** START OF Records provided **
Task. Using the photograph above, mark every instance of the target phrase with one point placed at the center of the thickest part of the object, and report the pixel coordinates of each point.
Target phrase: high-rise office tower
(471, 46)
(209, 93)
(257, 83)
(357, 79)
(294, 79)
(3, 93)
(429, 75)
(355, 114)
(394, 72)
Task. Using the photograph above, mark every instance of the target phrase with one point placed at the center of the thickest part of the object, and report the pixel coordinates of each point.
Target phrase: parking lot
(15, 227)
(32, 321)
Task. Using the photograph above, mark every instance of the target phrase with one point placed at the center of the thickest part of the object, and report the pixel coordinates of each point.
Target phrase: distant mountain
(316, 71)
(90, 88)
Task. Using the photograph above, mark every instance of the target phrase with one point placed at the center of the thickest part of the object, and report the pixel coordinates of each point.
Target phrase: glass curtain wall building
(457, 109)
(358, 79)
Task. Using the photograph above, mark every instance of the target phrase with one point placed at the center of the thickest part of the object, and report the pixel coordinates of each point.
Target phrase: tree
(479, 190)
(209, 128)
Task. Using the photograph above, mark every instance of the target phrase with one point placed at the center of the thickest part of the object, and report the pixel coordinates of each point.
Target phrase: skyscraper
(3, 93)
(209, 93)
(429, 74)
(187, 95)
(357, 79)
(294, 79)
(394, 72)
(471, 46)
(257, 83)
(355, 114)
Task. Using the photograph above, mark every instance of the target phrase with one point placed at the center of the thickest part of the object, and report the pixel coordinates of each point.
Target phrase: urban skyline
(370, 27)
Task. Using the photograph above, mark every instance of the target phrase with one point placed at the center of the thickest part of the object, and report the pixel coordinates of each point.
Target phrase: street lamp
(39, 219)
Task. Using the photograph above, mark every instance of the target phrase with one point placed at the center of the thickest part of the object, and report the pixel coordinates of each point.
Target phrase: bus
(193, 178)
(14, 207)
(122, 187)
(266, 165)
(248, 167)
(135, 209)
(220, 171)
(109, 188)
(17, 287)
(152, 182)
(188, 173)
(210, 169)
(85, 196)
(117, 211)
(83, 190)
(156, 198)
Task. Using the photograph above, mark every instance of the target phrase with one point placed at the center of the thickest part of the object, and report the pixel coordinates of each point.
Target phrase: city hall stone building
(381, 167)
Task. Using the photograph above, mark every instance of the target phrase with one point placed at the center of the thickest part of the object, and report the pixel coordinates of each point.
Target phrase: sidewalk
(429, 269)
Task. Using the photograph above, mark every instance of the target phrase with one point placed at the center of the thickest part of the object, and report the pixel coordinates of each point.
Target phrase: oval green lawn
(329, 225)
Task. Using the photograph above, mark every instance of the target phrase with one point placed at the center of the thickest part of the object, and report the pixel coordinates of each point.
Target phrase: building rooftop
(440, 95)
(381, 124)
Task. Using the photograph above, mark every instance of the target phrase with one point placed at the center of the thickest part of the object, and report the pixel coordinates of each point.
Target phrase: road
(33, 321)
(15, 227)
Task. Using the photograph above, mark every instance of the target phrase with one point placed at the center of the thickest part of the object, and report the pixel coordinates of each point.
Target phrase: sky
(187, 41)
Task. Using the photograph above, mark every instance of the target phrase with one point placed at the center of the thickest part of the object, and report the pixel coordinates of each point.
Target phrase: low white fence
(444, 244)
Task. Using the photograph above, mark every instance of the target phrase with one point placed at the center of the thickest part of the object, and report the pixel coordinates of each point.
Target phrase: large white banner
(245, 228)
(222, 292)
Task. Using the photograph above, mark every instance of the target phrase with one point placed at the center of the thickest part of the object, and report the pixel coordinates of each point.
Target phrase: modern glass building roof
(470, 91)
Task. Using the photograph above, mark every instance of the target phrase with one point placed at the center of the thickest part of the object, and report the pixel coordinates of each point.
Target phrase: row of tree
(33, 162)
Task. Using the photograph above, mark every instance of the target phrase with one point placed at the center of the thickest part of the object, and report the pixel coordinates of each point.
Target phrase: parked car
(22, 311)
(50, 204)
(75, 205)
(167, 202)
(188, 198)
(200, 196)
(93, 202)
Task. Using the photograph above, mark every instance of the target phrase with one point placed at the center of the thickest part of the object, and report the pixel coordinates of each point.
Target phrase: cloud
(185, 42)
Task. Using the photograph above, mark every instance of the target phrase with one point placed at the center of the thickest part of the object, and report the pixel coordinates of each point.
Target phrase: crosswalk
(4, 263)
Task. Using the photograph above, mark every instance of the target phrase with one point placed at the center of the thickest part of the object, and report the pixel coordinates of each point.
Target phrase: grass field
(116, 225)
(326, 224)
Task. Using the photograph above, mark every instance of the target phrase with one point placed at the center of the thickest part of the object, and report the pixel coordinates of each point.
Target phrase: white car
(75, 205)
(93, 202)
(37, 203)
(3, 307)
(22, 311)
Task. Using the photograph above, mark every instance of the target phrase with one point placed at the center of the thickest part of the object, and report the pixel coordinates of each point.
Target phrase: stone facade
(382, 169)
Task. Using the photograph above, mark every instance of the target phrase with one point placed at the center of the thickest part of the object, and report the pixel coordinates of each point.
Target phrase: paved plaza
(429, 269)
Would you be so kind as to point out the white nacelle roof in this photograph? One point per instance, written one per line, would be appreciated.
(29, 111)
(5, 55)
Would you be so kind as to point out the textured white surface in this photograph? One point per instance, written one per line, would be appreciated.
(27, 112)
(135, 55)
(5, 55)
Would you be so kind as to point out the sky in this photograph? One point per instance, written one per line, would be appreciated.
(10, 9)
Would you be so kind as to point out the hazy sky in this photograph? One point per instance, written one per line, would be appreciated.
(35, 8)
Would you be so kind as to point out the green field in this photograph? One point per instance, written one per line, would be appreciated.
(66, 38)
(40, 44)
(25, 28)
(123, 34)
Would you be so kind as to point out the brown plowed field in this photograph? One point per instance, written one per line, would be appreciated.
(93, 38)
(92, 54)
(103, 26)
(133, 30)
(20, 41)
** END OF Records provided **
## What you have to do
Reproduce the material above exactly; please quote every line of it.

## The solution
Task. Using the photograph above, mark every instance of the target phrase with one point placed at the center of the thickest part of the object, and report the pixel coordinates of each point.
Target phrase: high-rise office tower
(471, 46)
(209, 93)
(257, 83)
(357, 79)
(294, 79)
(3, 93)
(429, 75)
(355, 114)
(394, 72)
Task. Using the photograph above, mark every instance of the target phrase with one point placed at the center of the thickest part of the object, and report the pixel coordinates of each point.
Target phrase: parking lot
(15, 227)
(32, 321)
Task. Using the photograph above, mark every instance of the target phrase with one point placed at the center of the thickest part of the object, and report the pixel coordinates of each point.
Target phrase: distant mountain
(316, 71)
(90, 88)
Task. Using the photograph above, mark every instance of the target phrase with one point placed at the center of the thickest part of the object, and report the pixel coordinates of each point.
Target phrase: glass curtain wall building
(457, 109)
(358, 79)
Task. Using the photograph above, mark every instance of the target phrase with one point placed at the center of the thickest part of the object, and report the pixel coordinates of each point.
Target phrase: tree
(479, 190)
(209, 128)
Task. Using the photograph above, mark every instance of the target phrase with one point placed at the center of the thickest part of the object, and report the pixel coordinates of each point.
Target phrase: skyscraper
(3, 93)
(209, 93)
(429, 74)
(187, 95)
(357, 79)
(294, 79)
(394, 72)
(471, 46)
(257, 83)
(355, 114)
Task. Using the photograph above, mark every instance of the target phrase with one point placed at the center of the thickest part of the object, and report the pixel coordinates of each point.
Target phrase: urban skyline
(370, 27)
Task. Using the photograph above, mark every instance of the target phrase with one point placed at the center of the thickest part of the object, and report the pixel coordinates of each point.
Target phrase: street lamp
(39, 219)
Task. Using the photograph above, mark every instance of the target phrase with one point placed at the center of the thickest part of the object, and report the pixel coordinates of each point.
Target phrase: bus
(193, 178)
(14, 207)
(122, 187)
(266, 165)
(248, 167)
(135, 209)
(220, 171)
(109, 188)
(17, 287)
(152, 182)
(188, 173)
(210, 169)
(85, 196)
(117, 211)
(83, 190)
(156, 198)
Task. Using the photograph above, mark every instance of the target phrase with one point placed at the center of the thickest part of the object, and report the pixel coordinates of each point.
Target phrase: city hall stone building
(381, 167)
Task. Using the photograph above, mark every instance of the target phrase with one point placed at the center of the thickest part of the object, and report the pixel coordinates of each point.
Target phrase: sidewalk
(429, 269)
Task. Using the photograph above, mark every instance of the target phrase with one point placed at the center of the thickest part of the object, and report the pixel coordinates of each point.
Target phrase: oval green lawn
(329, 225)
Task. Using the photograph above, mark every instance of the target phrase with one point placed at the center of the thickest part of the object, and report the pixel coordinates of each point.
Target phrase: building rooftop
(440, 95)
(381, 124)
Task. Using the photograph above, mark every instance of the target phrase with one point placed at the center of the thickest part of the object, and report the pixel coordinates of each point.
Target phrase: road
(33, 321)
(15, 227)
Task. Using the photograph above, mark every instance of the target phrase with one point placed at the center of the thickest part of the object, and report the pixel coordinates of each point.
Target phrase: sky
(187, 41)
Task. Using the photograph above, mark every instance of the target phrase with one point placed at the center of the thickest part of the object, and report the pixel coordinates of each point.
Target phrase: low white fence
(444, 244)
Task. Using the photograph above, mark every instance of the target phrase with one point placed at the center of the thickest part of the object, and report the pixel coordinates of each point.
Target phrase: large white banner
(245, 228)
(222, 292)
Task. Using the photograph above, mark every instance of the target phrase with one point placed at the center of the thickest part of the object, and report the pixel coordinates of each point.
Target phrase: modern glass building roof
(470, 91)
Task. Using the photograph above, mark every instance of the target phrase with one point placed at the center of the thickest part of the object, and report the pixel coordinates of each point.
Target phrase: row of tree
(33, 162)
Task. Using the photograph above, mark every instance of the target phrase with one point placed at the center of the thickest part of the object, and report the pixel coordinates of each point.
Target phrase: parked car
(22, 311)
(50, 204)
(75, 205)
(167, 202)
(188, 198)
(200, 196)
(93, 202)
Task. Using the photograph above, mark every instance of the target phrase with one point placed at the center of the thickest part of the object, and report the pixel coordinates of each point.
Target phrase: cloud
(185, 42)
Task. Using the photograph above, mark every instance of the target phrase with one point placed at the center of the thickest part of the object, and report the pixel coordinates of each point.
Target phrase: crosswalk
(4, 263)
Task. Using the photograph above, mark every instance of the target phrase with one point placed at the center of the thickest part of the object, and report the pixel coordinates of each point.
Target phrase: grass field
(116, 225)
(326, 224)
Task. Using the photograph above, mark every instance of the target phrase with one point placed at the center of the thickest part of the object, and report the pixel coordinates of each point.
Target phrase: white car
(75, 205)
(93, 202)
(37, 203)
(3, 307)
(22, 311)
Task. Using the photograph above, mark every instance of the target phrase with one point placed at the center of the thickest part of the object, and report the pixel coordinates of each point.
Target phrase: stone facade
(382, 169)
Task. Using the photograph above, mark every instance of the target phrase with one point placed at the center of the thickest part of the object, and report the pixel coordinates of each point.
Target phrase: paved plaza
(429, 269)
Would you be so kind as to point out the white nacelle roof in this photograph? One point per instance, written one per line, would be appreciated.
(29, 111)
(5, 55)
Would you be so kind as to point out the textured white surface in this photograph? One point per instance, written one per line, would be appreciated.
(27, 112)
(135, 55)
(5, 55)
Would you be so kind as to point out the sky in this photograph? One point per instance, written one per line, would be appreciated.
(10, 9)
Would you be so kind as to point out the hazy sky in this photograph? One point per instance, written one per line, would be appreciated.
(35, 8)
Would you be so kind as to point out the green field in this photograph? One point per instance, written one per line, would be appreciated.
(66, 38)
(40, 44)
(25, 28)
(123, 34)
Would you be so kind as to point out the brown plowed field in this photograph? One point per instance, written one per line, would be appreciated.
(93, 38)
(92, 54)
(103, 26)
(133, 30)
(20, 41)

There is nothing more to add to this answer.